TASK BRIEF -
Quote only the lines from the one containing "Each instance of the rifle" through the final line, both included, and omit the pictures.

RECORDS FOR PROCESSING -
=====
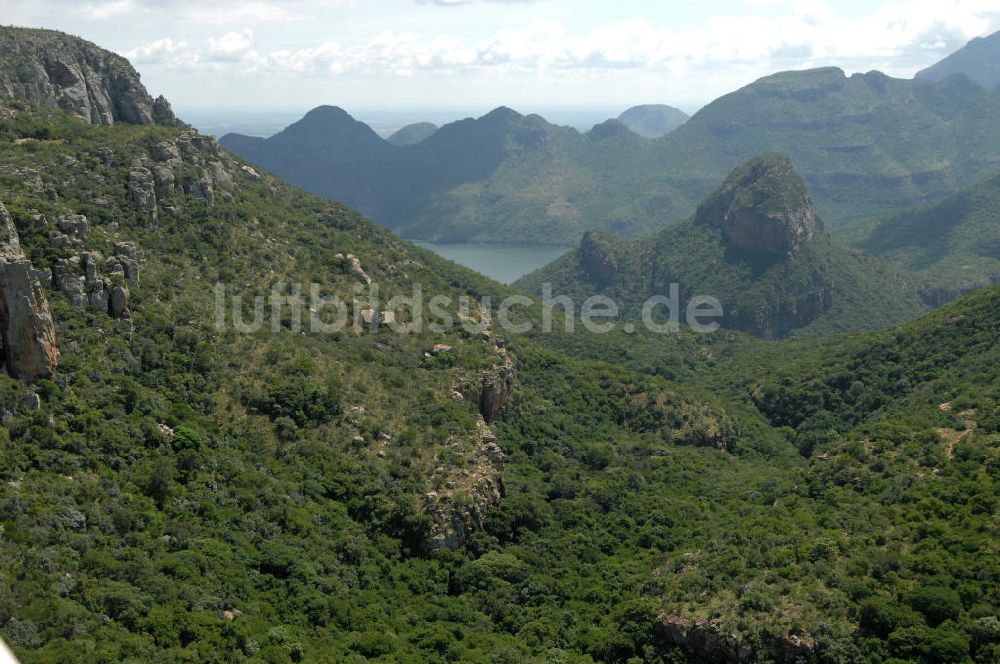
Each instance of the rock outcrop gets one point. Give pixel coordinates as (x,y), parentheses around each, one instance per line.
(461,506)
(55,69)
(142,189)
(28,332)
(492,388)
(596,257)
(763,207)
(709,640)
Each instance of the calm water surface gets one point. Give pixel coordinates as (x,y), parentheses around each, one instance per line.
(504,262)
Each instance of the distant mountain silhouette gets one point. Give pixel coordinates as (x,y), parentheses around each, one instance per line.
(413,133)
(979,60)
(867,144)
(653,120)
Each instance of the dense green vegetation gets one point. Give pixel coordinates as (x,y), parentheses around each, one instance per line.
(952,246)
(866,144)
(189,493)
(755,245)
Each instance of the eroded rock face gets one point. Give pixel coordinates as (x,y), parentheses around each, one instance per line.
(142,189)
(461,507)
(493,389)
(763,207)
(28,332)
(54,69)
(709,640)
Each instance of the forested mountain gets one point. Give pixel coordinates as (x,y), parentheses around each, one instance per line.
(979,60)
(176,489)
(757,245)
(866,144)
(952,246)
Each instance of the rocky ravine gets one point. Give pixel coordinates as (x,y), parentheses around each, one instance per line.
(50,68)
(28,332)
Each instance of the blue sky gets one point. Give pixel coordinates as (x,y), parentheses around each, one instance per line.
(477,54)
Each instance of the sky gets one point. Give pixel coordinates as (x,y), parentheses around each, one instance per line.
(291,55)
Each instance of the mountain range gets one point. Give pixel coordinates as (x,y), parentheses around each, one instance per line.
(176,487)
(653,120)
(979,60)
(757,245)
(866,144)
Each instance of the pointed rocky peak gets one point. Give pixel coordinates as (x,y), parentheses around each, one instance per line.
(330,122)
(762,208)
(54,69)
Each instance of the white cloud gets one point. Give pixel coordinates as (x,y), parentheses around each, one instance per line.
(161,51)
(106,10)
(894,36)
(231,43)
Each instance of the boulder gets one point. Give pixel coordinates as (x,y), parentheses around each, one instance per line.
(118,304)
(74,225)
(142,190)
(54,69)
(763,207)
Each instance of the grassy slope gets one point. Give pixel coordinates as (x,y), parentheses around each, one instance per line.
(120,545)
(953,246)
(865,144)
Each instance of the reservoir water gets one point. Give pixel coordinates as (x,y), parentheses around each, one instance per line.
(504,262)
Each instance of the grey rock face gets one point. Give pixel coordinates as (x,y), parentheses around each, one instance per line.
(763,207)
(142,189)
(54,69)
(26,327)
(118,304)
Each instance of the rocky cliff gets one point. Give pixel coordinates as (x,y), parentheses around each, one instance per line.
(50,68)
(28,333)
(763,207)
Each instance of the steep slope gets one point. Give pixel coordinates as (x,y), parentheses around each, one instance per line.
(653,120)
(55,69)
(413,133)
(191,485)
(902,428)
(183,490)
(953,245)
(757,246)
(352,155)
(866,144)
(979,60)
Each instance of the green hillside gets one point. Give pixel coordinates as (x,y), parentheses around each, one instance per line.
(952,246)
(758,247)
(174,490)
(866,144)
(979,60)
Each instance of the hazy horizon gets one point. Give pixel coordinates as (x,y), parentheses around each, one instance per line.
(527,54)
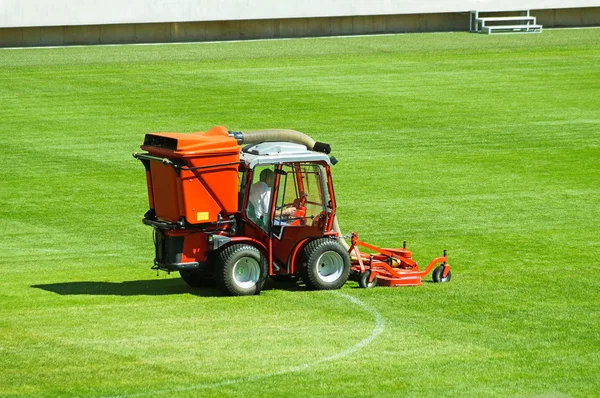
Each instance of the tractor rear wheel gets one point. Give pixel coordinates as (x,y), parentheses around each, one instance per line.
(241,270)
(438,272)
(326,264)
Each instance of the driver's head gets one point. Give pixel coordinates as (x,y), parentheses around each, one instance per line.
(267,176)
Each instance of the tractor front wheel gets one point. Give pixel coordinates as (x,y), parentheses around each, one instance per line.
(326,264)
(241,270)
(438,272)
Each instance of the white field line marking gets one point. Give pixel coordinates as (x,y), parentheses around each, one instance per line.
(377,330)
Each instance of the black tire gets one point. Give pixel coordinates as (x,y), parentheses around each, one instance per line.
(438,272)
(364,280)
(240,270)
(326,264)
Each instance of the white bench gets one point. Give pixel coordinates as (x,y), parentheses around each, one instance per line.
(490,24)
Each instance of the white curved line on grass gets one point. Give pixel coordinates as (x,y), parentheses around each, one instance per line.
(377,330)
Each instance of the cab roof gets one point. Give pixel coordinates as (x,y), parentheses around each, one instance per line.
(279,152)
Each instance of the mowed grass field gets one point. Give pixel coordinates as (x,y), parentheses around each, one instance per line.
(486,146)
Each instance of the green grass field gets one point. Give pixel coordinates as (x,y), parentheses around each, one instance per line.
(486,146)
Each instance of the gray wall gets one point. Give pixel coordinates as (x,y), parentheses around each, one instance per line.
(29,13)
(269,28)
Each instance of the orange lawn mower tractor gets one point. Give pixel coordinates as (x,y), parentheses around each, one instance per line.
(208,225)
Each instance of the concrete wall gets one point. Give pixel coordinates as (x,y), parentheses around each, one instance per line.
(269,28)
(29,13)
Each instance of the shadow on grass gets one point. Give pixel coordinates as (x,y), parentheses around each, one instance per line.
(158,287)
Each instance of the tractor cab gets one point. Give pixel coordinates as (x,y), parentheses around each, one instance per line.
(286,199)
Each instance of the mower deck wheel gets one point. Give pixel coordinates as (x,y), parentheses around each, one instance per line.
(364,280)
(438,272)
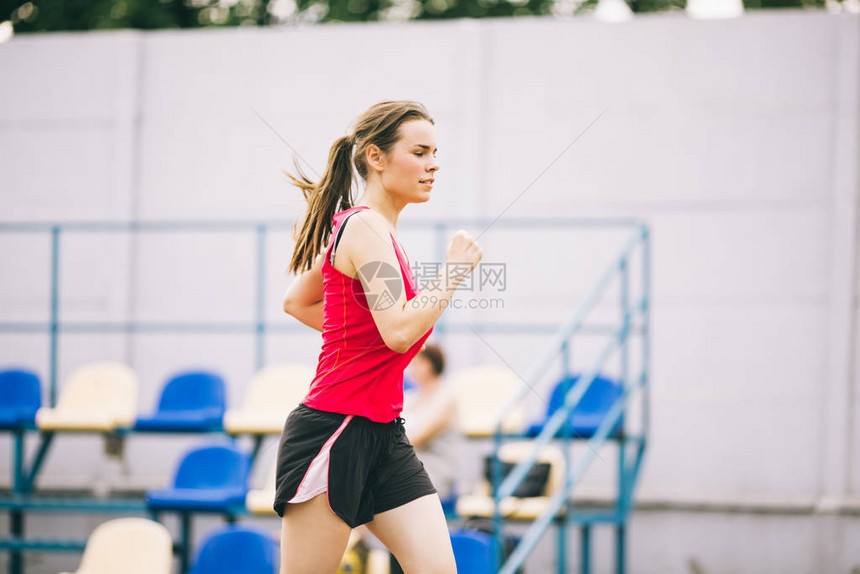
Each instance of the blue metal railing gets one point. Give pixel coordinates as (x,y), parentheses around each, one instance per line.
(560,347)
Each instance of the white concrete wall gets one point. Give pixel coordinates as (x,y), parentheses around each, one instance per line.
(737,141)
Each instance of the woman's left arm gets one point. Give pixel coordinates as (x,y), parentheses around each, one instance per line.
(304,297)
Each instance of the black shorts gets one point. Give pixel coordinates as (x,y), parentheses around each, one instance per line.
(365,467)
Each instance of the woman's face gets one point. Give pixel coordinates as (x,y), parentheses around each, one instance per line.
(411,162)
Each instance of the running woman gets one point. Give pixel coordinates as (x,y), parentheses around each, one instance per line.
(343,457)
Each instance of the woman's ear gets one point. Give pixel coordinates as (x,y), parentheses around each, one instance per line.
(375,158)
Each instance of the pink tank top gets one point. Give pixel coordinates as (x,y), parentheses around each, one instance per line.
(357,373)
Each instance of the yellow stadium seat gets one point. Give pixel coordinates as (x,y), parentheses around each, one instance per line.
(480,504)
(273,392)
(128,546)
(96,397)
(481,393)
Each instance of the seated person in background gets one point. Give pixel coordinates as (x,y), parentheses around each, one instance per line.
(431,423)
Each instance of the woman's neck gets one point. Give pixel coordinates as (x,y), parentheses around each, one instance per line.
(381,202)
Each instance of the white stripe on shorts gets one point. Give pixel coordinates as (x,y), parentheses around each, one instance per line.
(315,480)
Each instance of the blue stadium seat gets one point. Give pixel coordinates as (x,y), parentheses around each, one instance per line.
(190,402)
(473,551)
(20,398)
(408,383)
(211,478)
(237,549)
(590,410)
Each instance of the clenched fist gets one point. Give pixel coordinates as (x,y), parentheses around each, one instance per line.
(465,251)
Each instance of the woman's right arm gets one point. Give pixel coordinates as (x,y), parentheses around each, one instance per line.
(304,297)
(401,323)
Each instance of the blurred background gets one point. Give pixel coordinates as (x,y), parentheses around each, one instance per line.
(730,130)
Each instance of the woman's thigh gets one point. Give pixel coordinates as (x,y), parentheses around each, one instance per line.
(313,538)
(417,534)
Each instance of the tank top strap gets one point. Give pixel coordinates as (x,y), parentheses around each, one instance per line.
(340,220)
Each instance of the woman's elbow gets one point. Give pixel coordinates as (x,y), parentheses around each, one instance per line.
(397,342)
(289,306)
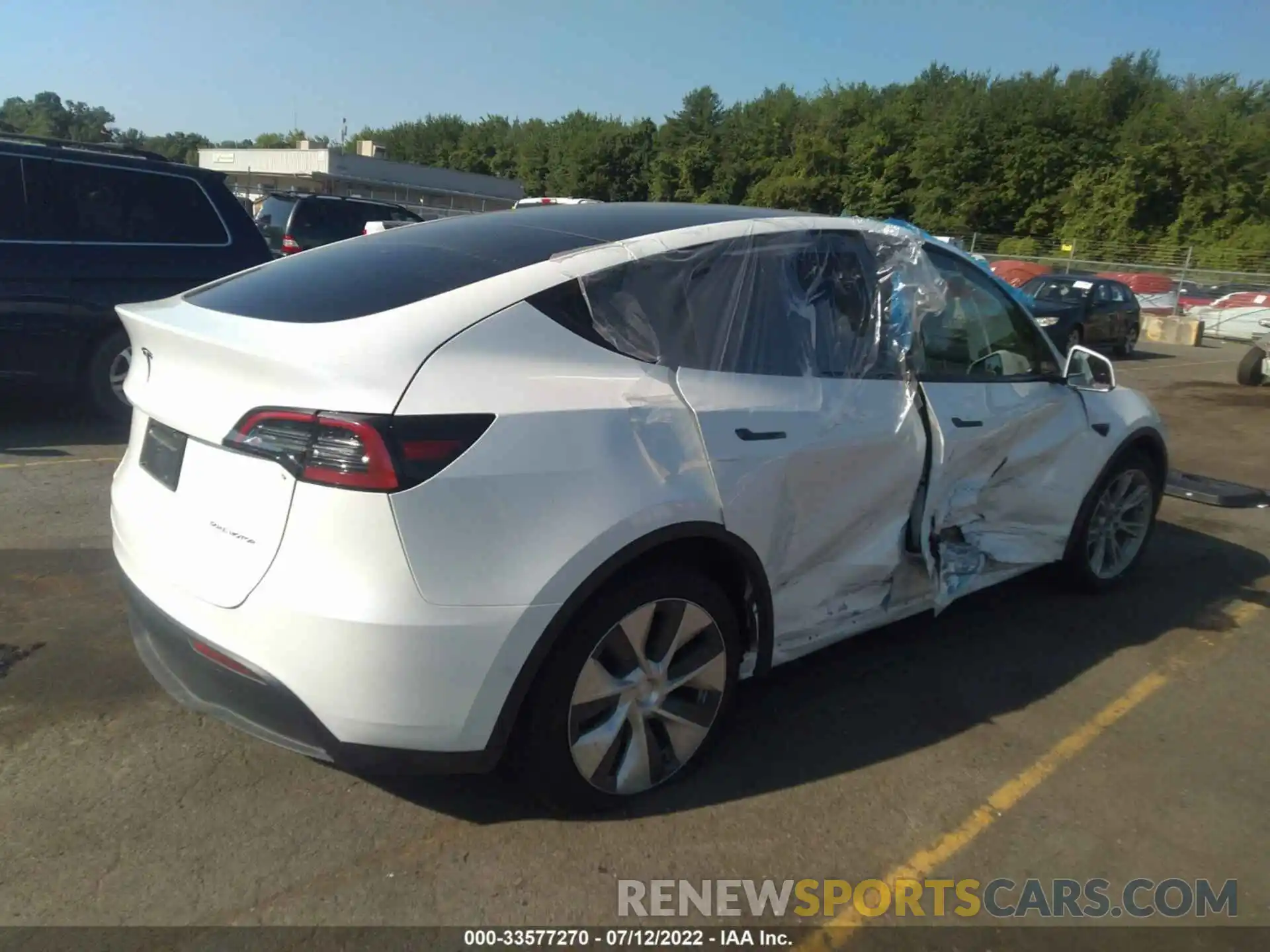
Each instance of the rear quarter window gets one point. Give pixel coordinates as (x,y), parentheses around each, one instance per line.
(117,206)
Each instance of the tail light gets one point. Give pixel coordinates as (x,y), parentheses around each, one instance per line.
(224,660)
(374,454)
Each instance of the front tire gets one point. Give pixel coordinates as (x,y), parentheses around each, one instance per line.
(107,370)
(1251,370)
(635,694)
(1115,524)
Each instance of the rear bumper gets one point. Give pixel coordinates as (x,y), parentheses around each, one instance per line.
(263,706)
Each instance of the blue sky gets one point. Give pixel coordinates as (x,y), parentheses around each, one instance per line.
(222,67)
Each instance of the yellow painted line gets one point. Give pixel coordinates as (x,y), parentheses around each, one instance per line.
(59,462)
(837,932)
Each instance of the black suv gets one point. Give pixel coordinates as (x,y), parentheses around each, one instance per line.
(292,222)
(85,227)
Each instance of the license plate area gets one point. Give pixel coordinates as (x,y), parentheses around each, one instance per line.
(163,452)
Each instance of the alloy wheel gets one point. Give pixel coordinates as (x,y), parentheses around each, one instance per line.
(118,372)
(1119,524)
(648,696)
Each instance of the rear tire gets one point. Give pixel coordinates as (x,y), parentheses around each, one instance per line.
(107,367)
(592,687)
(1251,371)
(1111,534)
(1129,344)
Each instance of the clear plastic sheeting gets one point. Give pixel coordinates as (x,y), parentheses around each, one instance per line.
(789,340)
(816,302)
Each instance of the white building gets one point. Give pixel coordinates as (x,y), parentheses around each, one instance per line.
(253,173)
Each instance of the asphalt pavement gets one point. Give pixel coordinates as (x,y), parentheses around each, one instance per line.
(1024,733)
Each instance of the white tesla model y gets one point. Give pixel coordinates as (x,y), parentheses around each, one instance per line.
(540,488)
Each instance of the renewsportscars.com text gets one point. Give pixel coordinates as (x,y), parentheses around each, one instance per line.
(1000,898)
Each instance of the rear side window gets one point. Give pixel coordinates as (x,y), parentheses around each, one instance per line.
(319,216)
(105,205)
(788,305)
(13,204)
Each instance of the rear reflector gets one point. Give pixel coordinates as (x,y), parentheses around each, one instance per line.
(374,454)
(224,660)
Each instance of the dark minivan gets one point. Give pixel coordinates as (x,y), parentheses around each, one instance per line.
(85,227)
(294,222)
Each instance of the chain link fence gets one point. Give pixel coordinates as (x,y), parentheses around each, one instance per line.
(1169,278)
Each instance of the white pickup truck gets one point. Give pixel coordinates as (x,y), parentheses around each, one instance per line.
(374,227)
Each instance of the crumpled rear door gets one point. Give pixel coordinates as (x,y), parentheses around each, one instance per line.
(1010,466)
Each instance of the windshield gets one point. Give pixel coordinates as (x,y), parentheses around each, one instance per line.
(1060,291)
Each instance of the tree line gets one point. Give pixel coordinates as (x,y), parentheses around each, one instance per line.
(1128,154)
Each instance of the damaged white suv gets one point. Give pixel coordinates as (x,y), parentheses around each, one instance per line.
(548,484)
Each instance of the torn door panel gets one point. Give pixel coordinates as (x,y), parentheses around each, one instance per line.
(1009,473)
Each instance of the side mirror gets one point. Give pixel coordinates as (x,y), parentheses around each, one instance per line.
(1089,370)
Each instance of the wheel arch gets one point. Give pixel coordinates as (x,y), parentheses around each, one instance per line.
(723,555)
(1142,440)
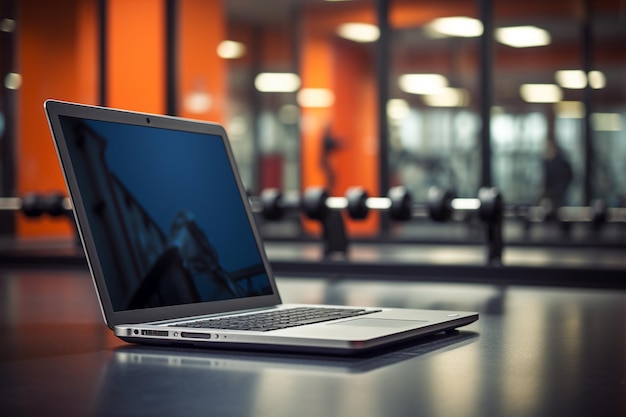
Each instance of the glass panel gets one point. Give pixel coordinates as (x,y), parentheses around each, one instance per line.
(433,109)
(262,117)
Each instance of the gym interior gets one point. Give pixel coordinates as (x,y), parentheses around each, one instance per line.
(462,155)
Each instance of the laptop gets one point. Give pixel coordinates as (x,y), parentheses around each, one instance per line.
(172,246)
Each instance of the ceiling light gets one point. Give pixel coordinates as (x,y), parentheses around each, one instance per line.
(461,26)
(397,109)
(13,81)
(231,50)
(576,79)
(606,122)
(198,102)
(447,97)
(316,97)
(541,93)
(422,83)
(597,80)
(277,82)
(569,109)
(523,36)
(359,32)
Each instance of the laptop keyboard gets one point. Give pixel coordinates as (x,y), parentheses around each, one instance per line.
(279,319)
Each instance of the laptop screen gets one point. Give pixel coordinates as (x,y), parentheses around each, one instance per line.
(166,215)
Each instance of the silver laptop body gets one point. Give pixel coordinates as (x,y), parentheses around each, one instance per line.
(170,239)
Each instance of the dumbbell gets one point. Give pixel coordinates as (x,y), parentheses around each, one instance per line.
(442,204)
(275,204)
(316,203)
(358,203)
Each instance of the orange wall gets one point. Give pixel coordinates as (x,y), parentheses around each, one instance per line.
(135,55)
(57,54)
(346,69)
(201,71)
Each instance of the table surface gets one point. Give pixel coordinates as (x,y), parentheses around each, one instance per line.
(534,352)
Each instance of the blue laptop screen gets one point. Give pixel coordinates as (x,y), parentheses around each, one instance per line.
(165,213)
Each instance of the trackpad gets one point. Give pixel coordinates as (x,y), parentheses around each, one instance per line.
(386,323)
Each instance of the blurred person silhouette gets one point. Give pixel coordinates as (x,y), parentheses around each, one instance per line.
(558,175)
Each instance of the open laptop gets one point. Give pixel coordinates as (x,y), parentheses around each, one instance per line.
(172,246)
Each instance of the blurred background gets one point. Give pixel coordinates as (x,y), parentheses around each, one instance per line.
(373,93)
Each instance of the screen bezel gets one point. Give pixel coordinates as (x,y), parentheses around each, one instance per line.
(54,109)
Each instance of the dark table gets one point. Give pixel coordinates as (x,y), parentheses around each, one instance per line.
(534,352)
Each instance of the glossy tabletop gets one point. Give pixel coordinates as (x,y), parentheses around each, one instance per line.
(534,352)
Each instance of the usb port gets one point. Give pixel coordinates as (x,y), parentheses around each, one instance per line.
(154,333)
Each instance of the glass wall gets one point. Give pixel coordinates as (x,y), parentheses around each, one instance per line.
(371,93)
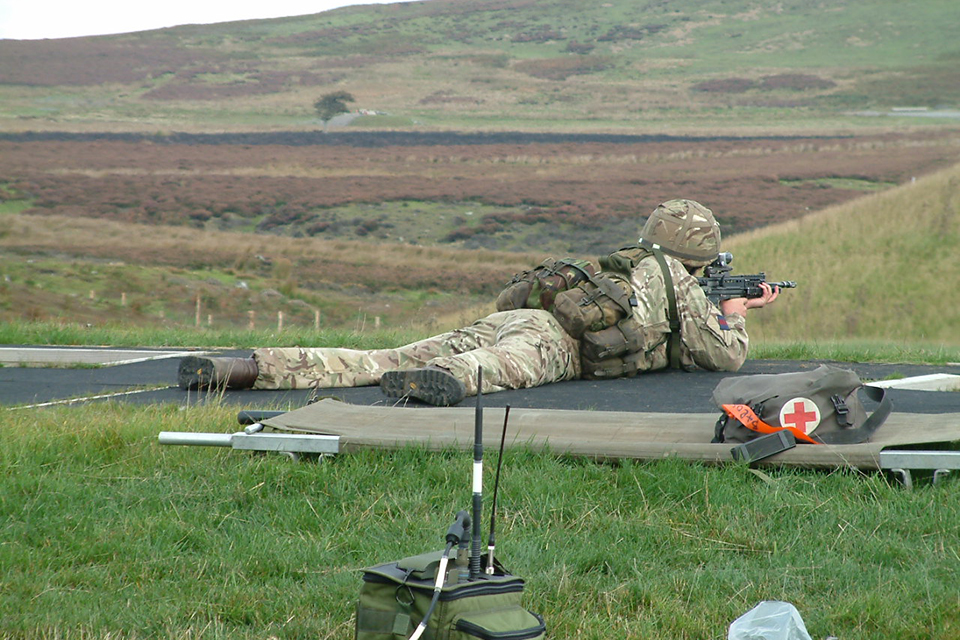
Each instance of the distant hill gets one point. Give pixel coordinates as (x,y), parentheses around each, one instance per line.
(502,64)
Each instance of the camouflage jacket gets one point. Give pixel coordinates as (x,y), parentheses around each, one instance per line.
(708,339)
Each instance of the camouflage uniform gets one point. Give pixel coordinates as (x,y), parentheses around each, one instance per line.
(527,347)
(708,339)
(516,349)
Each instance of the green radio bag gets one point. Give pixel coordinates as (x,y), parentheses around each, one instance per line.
(395,596)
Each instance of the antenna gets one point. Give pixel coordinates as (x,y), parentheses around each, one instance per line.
(477,479)
(491,544)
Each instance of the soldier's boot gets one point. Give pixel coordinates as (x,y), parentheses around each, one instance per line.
(197,372)
(432,385)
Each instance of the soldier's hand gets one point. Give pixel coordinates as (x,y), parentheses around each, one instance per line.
(769,295)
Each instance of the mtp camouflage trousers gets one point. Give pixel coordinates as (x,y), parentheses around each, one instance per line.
(515,349)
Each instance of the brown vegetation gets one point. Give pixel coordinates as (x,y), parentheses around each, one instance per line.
(161,204)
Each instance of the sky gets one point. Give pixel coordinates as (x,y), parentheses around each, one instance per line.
(36,19)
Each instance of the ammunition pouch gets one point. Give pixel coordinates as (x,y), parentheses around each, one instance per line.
(395,597)
(618,351)
(600,302)
(537,288)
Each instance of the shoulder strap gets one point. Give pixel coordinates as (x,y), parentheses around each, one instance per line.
(673,345)
(871,424)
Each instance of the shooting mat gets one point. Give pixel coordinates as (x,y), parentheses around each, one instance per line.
(604,435)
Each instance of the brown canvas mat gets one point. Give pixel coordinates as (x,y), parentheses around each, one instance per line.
(600,434)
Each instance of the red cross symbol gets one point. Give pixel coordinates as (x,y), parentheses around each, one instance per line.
(800,413)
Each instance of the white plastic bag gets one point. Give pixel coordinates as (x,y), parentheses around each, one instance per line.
(769,620)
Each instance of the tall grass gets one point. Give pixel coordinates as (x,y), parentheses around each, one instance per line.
(108,535)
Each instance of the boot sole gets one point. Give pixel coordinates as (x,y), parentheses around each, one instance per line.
(195,373)
(432,386)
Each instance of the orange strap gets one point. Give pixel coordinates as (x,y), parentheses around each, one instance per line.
(745,416)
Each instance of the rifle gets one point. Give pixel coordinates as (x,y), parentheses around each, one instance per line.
(719,285)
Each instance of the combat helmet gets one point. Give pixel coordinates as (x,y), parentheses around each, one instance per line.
(684,229)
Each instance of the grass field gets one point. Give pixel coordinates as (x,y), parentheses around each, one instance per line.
(555,65)
(105,535)
(109,535)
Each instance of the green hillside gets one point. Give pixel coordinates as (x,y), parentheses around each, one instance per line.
(883,267)
(505,64)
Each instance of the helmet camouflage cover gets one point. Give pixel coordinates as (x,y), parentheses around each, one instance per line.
(684,229)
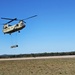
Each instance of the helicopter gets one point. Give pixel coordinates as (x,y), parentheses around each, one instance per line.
(9,29)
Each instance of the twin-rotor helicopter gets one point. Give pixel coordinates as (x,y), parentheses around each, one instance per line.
(9,29)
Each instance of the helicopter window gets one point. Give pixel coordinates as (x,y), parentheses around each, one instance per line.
(16,24)
(5,27)
(9,25)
=====
SOLUTION FOR THIS EXERCISE -
Each instance of the rifle gets one point. Give pixel coordinates as (x,y), parentheses around each, one instance per line.
(719,285)
Each instance of the combat helmet gets one point. Give pixel coordinates as (x,y), parentheses around each, one instance per line.
(684,229)
Each instance of the grass field gets one point. Give pixel coordinates as (x,y), parentheses around each, one instance per line.
(555,65)
(105,535)
(109,535)
Each instance of the green hillside gets one point. Give pixel coordinates as (x,y), parentheses around each, one instance per line.
(883,267)
(505,64)
Each instance of the helmet camouflage cover gets one point. Give pixel coordinates as (x,y), parentheses around each, one instance per line.
(684,229)
Each instance of the helicopter gets one point. Give pixel coordinates as (x,y), parentheses around each, one instance per line.
(9,29)
Each instance of the twin-rotor helicopter gets one point. Give pixel coordinates as (x,y), parentheses around each, one instance per line.
(9,29)
Each instance of the helicopter window gets one point. Give pixel coordinates as (x,y), parentheses around each, one instance per line.
(16,24)
(5,27)
(9,25)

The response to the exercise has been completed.